**Problem to work on**
Rewrite the records with every "stack of book" swapped for "pile of books", changing nothing else, and omit the pictures.

**Input material**
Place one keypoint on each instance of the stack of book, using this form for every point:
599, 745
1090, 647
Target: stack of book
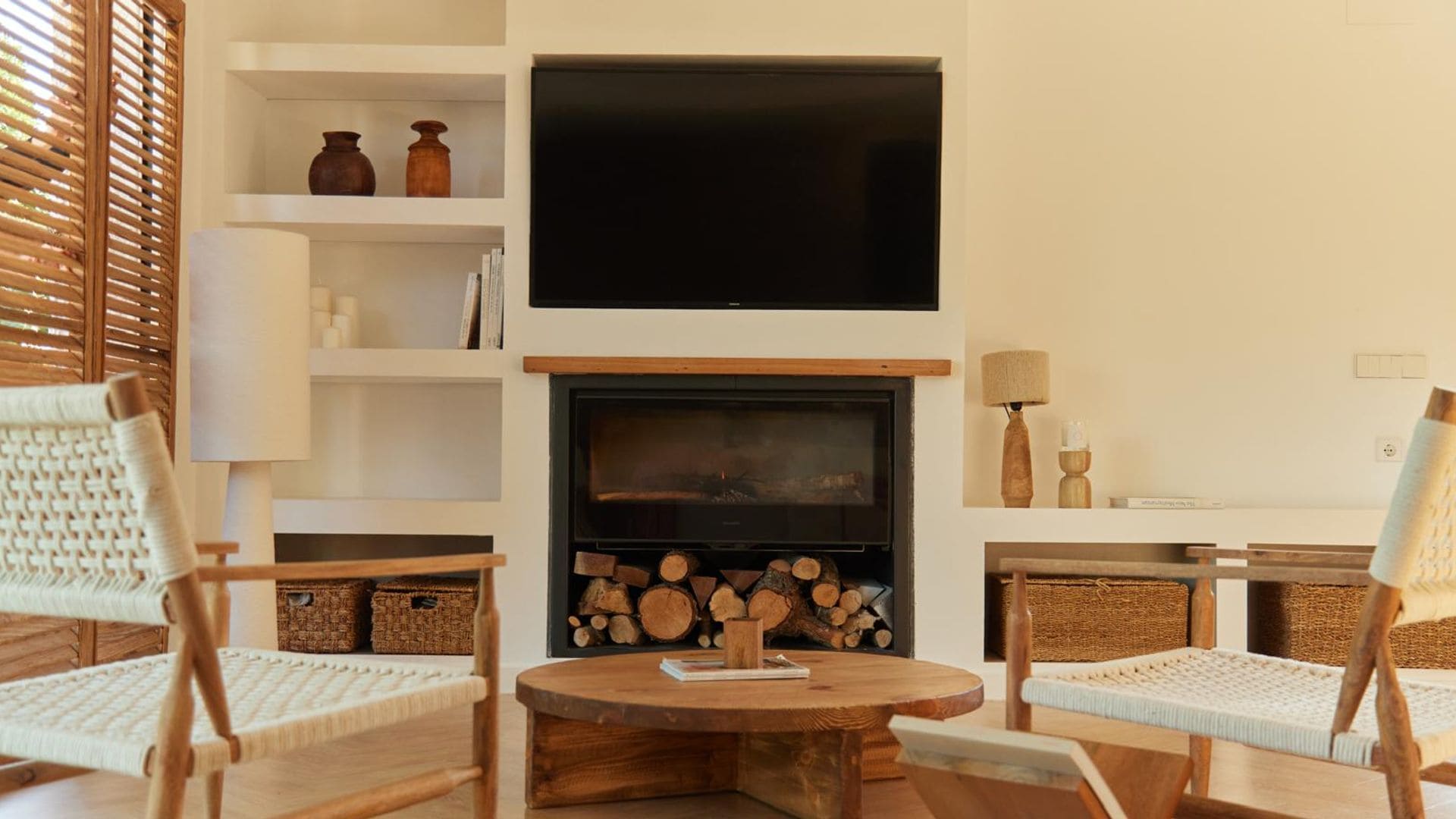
482, 321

**Exercise solution**
Place one keypoint on each instance of the pile of books, using this form for every point:
599, 745
1090, 647
Target: pile of books
482, 321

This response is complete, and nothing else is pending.